Data entries
○ ○ ○ ○

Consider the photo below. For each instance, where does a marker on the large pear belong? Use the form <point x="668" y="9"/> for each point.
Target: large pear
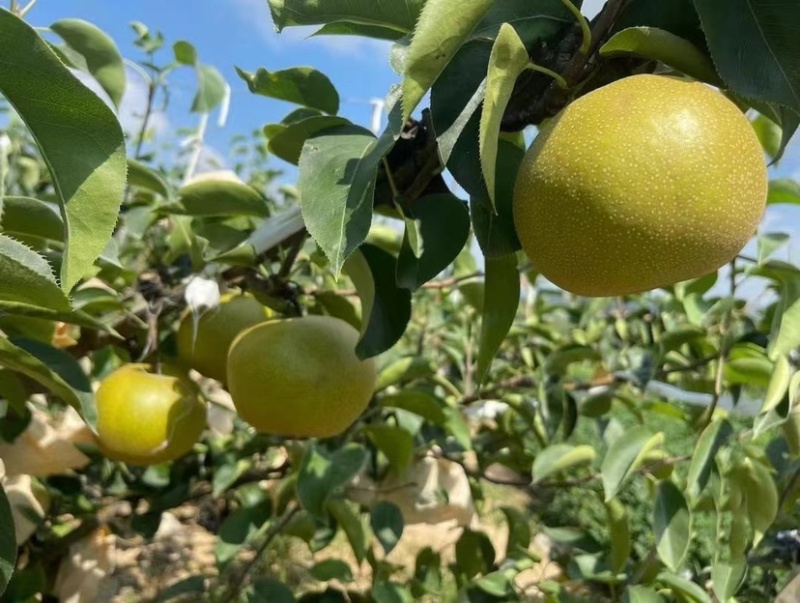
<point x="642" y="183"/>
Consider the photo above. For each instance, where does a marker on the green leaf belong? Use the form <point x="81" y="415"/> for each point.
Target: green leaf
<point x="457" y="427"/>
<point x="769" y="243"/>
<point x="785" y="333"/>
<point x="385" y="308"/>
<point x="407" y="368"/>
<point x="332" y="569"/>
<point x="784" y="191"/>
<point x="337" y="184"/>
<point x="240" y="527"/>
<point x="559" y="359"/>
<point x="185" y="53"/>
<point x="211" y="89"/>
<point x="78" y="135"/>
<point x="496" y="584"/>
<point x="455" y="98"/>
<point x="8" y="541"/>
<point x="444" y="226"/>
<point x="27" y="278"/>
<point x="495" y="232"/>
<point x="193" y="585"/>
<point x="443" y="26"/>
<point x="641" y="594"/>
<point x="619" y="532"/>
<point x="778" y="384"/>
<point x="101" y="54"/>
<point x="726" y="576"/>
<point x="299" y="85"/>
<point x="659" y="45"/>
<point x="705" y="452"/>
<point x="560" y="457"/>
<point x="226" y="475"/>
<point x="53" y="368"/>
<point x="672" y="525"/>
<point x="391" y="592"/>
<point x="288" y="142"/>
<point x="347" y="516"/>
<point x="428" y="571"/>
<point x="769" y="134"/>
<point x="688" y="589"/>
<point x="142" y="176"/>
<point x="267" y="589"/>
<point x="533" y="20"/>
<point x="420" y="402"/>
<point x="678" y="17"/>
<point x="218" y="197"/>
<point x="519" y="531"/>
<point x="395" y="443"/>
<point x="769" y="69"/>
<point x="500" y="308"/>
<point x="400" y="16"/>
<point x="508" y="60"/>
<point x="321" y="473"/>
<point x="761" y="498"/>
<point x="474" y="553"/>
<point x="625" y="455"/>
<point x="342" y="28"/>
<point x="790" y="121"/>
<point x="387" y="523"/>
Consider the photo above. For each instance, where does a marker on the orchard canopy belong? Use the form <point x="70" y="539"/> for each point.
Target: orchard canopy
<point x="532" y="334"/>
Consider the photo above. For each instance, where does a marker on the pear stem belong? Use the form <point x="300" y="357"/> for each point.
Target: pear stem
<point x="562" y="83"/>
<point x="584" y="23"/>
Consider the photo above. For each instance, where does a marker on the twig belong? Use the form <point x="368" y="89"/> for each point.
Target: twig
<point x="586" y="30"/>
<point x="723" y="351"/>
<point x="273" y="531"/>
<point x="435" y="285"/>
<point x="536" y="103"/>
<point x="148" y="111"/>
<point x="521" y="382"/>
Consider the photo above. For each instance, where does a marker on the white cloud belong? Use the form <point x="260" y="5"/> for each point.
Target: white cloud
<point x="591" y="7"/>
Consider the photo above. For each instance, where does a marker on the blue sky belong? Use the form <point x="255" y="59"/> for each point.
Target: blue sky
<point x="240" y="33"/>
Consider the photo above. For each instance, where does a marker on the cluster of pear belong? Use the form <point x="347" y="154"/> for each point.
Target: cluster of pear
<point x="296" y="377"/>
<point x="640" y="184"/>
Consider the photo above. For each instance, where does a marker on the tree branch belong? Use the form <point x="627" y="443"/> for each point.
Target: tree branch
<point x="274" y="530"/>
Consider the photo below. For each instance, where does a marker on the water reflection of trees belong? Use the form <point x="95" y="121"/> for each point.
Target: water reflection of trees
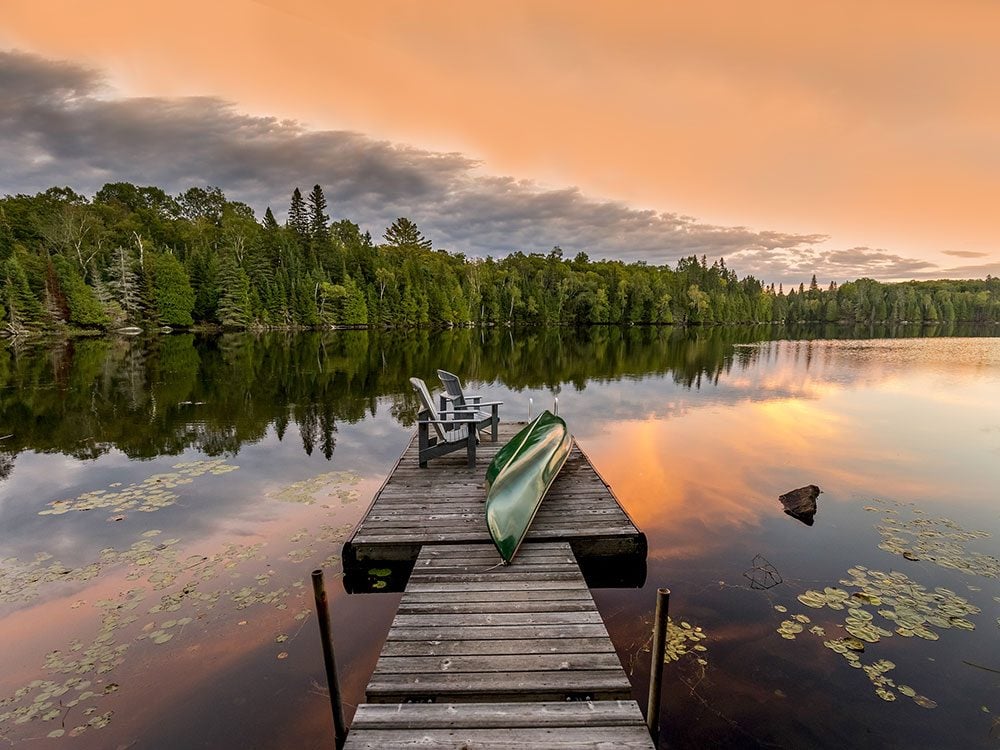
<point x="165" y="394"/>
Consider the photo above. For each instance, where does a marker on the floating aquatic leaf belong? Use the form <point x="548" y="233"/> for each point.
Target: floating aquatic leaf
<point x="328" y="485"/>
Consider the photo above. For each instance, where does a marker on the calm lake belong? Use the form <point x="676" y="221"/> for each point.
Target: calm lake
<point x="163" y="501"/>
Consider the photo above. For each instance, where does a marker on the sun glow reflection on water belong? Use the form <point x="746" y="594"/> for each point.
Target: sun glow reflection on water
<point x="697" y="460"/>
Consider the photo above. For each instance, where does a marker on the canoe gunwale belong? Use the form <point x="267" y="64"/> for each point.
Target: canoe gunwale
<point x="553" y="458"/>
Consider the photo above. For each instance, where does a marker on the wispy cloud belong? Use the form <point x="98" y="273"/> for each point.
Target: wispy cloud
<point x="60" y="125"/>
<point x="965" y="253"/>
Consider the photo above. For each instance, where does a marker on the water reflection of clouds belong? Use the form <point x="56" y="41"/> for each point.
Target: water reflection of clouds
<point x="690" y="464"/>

○ ○ ○ ○

• What is needed: Convert everything from the line containing "of clouds belong?" down to the end of the data into a JSON list of strings, with one string per line and blank lines omitted.

• Written response:
[
  "Consider the photo above. For each instance, where does a marker on the water reflection of clouds belong? Use the form <point x=\"56\" y=\"41\"/> for each point.",
  "Target: water reflection of clouds",
  "<point x=\"690\" y=\"464\"/>"
]